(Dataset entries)
◇ ◇ ◇ ◇

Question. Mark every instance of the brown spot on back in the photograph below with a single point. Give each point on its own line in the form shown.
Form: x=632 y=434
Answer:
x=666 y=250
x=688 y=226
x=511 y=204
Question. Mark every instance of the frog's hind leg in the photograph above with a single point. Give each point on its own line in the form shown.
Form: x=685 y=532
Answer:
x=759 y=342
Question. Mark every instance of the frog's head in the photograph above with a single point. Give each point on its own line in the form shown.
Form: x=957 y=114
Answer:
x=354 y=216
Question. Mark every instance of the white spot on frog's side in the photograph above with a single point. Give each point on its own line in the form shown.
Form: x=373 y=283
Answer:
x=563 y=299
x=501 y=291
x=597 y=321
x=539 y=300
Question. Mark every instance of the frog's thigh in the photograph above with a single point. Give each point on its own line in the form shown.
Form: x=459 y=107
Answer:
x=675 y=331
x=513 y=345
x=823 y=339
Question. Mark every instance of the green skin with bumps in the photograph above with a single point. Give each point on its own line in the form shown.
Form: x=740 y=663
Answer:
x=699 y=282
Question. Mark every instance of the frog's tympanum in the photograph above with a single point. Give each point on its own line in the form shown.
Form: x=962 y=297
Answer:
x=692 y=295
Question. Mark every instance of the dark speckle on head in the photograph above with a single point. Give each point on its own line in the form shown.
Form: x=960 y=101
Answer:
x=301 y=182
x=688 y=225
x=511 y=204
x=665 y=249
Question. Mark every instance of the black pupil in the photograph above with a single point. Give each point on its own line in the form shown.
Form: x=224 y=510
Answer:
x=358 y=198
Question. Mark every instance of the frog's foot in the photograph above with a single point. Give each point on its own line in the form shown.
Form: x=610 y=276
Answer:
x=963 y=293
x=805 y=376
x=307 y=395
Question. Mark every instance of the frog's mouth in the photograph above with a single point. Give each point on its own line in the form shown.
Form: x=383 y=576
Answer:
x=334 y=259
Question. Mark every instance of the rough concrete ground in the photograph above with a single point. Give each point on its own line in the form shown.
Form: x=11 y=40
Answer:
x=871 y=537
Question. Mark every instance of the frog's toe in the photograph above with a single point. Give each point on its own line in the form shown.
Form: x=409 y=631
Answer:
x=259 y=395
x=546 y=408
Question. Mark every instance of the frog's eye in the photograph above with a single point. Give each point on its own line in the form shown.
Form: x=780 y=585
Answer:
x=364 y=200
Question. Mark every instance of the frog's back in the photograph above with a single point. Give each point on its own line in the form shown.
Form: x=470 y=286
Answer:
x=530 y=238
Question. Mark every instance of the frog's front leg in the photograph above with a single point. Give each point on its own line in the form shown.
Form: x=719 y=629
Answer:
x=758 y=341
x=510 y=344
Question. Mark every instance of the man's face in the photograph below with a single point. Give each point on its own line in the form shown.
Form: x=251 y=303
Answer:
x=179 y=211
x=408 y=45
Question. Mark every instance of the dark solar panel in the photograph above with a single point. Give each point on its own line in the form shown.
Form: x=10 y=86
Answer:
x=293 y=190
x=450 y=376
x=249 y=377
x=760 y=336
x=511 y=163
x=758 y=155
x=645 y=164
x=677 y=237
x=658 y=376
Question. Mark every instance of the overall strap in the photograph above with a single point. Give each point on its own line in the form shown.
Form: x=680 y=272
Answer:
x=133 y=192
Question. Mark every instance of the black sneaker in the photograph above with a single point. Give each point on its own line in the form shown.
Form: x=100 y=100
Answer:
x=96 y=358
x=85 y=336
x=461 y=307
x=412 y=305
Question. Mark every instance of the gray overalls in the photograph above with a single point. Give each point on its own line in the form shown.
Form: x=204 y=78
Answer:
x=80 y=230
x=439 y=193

◇ ◇ ◇ ◇

Every entry should be retyped exactly as it appears.

Question. Mark every instance of the brown spot on back in the photograph below with a single point. Give each point on its own line in the form shown.
Form: x=632 y=434
Answer:
x=666 y=250
x=688 y=226
x=511 y=204
Question. Mark every instance of the frog's hind leg in the photograph above with a single point. Give each point on its own line in the form shown.
Form: x=685 y=532
Answer:
x=759 y=342
Question. Mark every instance of the frog's head in the photograph above with a single point. Give each point on its own line in the form shown.
Form: x=957 y=114
Answer:
x=354 y=216
Question. Mark every instance of the white spot on frog's side in the photograph above with a single point. Give each point on its own line in the form shown.
Form: x=373 y=283
Answer:
x=563 y=299
x=501 y=291
x=597 y=321
x=539 y=300
Question. Mark every instance of the frog's thigh in the photograph above with a single point. Give each point on its own line in the form shown.
Form: x=459 y=107
Answer:
x=675 y=331
x=513 y=345
x=823 y=339
Question. Mark every instance of the green skin with bumps in the photograph above with a single point. Give each point on its own line in the form shown.
Form: x=740 y=663
Answer:
x=699 y=282
Question. Mark every instance of the frog's tympanum in the photograph above with a single point. Give each point on its own line in the form shown.
Form: x=962 y=297
Answer:
x=692 y=295
Question. Mark every instance of the dark speckle on head in the photograph above with a single point. Give each point on its own line in the form shown.
Form: x=960 y=101
Answer:
x=301 y=182
x=688 y=225
x=511 y=204
x=665 y=249
Question. Mark every instance of the black pupil in the photograph above with a single point. Give each point on its own line in the form shown.
Form: x=224 y=510
Answer:
x=358 y=198
Question. Mark every instance of the frog's foot in the photograph above with a single point. Give each point on its own line in the form shown.
Form: x=610 y=276
Answer:
x=963 y=293
x=805 y=376
x=307 y=395
Question. Mark every instance of the frog's mouth in the photograph above with a single point. Give each point on its own line in the form shown.
Form: x=383 y=576
Answer:
x=334 y=259
Question. Mark every instance of the rough concrete ground in the photograph above with a single point. Give each point on its own line in the form shown.
Form: x=11 y=40
Answer:
x=871 y=537
Question. Mark every instance of the frog's toe in the photograph above with a single point. Give each point on its own line in the form shown.
Form: x=409 y=631
Answer:
x=259 y=395
x=546 y=408
Question. Mark every instance of the frog's eye in the photograph above with a single point. Give each point on its own line in the form shown.
Form: x=780 y=585
Answer:
x=364 y=200
Question. Mark every instance of the frog's back in the photograph above with a single point. Give each point on its own line in the form shown.
Form: x=470 y=286
Answer:
x=530 y=238
Question. Mark every instance of the frog's front leg in the photograph above with a single point. Give each point on its own line in the form shown.
Form: x=719 y=629
Answer:
x=758 y=341
x=510 y=344
Question. Mark every instance of the man's face in the photograph below with a single point. Give each point on its own line in the form shown.
Form: x=251 y=303
Answer:
x=179 y=211
x=408 y=45
Question. Mark every instance of the dark solar panel in the photograph above with a single point. Give each point on its own line in the form shown.
Form: x=10 y=86
Answer:
x=293 y=190
x=450 y=376
x=249 y=377
x=760 y=336
x=511 y=163
x=758 y=155
x=645 y=164
x=677 y=237
x=658 y=376
Question. Mark every instance of the overall strap in the photograph above with a single point. Give each point on its own line in the form shown.
Form: x=680 y=272
Answer:
x=133 y=192
Question. Mark every instance of the black sneaker in the photograph above with a single point. Give each point on its own line in the form shown.
Form: x=100 y=100
Answer:
x=96 y=358
x=85 y=336
x=461 y=307
x=412 y=305
Question. Mark every instance of the gray overalls in the photograph above with a single point. Give each point on its own line in the form shown.
Form: x=204 y=78
Answer:
x=80 y=230
x=439 y=193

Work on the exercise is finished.